=== What is expected ===
Leaving out all images, write out the records that follow exactly.

(Data items)

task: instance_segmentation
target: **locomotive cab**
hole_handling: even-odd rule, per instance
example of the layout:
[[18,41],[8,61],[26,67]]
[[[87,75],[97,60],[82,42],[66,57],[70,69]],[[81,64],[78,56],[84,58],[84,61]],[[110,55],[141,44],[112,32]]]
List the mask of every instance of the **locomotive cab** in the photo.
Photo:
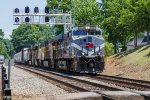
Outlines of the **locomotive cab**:
[[72,30],[72,44],[78,60],[77,72],[97,73],[104,69],[104,38],[98,27],[76,27]]

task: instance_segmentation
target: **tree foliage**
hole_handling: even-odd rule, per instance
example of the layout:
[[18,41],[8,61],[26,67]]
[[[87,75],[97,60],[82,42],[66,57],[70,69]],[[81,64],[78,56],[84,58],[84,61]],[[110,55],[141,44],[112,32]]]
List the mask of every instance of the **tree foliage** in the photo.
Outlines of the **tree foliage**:
[[20,25],[13,30],[11,35],[14,49],[18,52],[22,48],[28,48],[49,39],[52,37],[50,29],[50,27],[45,25]]

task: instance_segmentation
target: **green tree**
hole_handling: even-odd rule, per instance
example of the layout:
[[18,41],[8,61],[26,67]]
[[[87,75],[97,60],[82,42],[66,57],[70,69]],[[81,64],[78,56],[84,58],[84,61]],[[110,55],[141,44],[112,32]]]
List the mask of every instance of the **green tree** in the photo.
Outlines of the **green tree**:
[[51,28],[46,25],[20,25],[13,30],[12,43],[16,52],[39,44],[52,37]]
[[6,58],[9,57],[7,54],[7,48],[3,41],[0,41],[0,55],[4,55]]

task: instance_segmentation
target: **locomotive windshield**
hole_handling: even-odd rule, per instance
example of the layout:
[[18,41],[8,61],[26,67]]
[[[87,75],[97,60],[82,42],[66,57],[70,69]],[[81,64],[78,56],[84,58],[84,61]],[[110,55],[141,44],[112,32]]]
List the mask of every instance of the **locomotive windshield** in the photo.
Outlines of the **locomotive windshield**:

=== Reply to the exercise ===
task: instance_segmentation
target: **locomotive cab**
hole_handling: even-odd rule, per instance
example of the layout:
[[18,41],[8,61],[26,67]]
[[[87,75],[97,60],[82,42],[66,57],[70,69]],[[81,64],[78,56],[84,58],[84,61]],[[110,55],[141,44],[112,32]]]
List the mask of every instance of the **locomotive cab** in the photo.
Photo:
Outlines of the **locomotive cab**:
[[72,30],[72,44],[78,60],[77,72],[97,73],[104,69],[104,38],[98,27],[76,27]]

task: instance_segmentation
target: **tree foliage**
hole_handling: even-odd rule, per instance
example of the layout:
[[18,41],[8,61],[26,67]]
[[[87,75],[97,60],[82,42],[66,57],[70,69]],[[81,64],[78,56],[84,58],[84,61]],[[110,55],[141,44],[112,32]]]
List the mask of every instance of the **tree foliage** in the photo.
Outlines of the **tree foliage**:
[[20,25],[13,30],[11,35],[14,49],[18,52],[22,48],[28,48],[49,39],[52,37],[50,29],[50,27],[45,25]]

task: instance_segmentation
target: **green tree**
hole_handling: even-odd rule, per instance
example of the layout:
[[18,41],[8,61],[26,67]]
[[[87,75],[97,60],[82,42],[66,57],[70,69]],[[81,64],[78,56],[84,58],[84,61]],[[110,55],[141,44],[112,32]]]
List the mask of every instance of the **green tree** in the photo.
Outlines of the **green tree**:
[[51,28],[46,25],[20,25],[13,30],[12,43],[16,52],[39,44],[52,37]]
[[6,58],[9,57],[7,54],[7,48],[3,41],[0,41],[0,55],[4,55]]

task: instance_segmentation
target: **locomotive windshield**
hole_handling: even-odd rule, per instance
example of the layout:
[[18,41],[8,61],[26,67]]
[[[87,75],[97,60],[82,42],[66,57],[70,69]],[[81,64],[78,56],[84,58],[84,61]],[[110,55],[141,44],[112,32]]]
List the mask of every instance of the **locomotive windshield** in the photo.
Outlines of the **locomotive windshield**:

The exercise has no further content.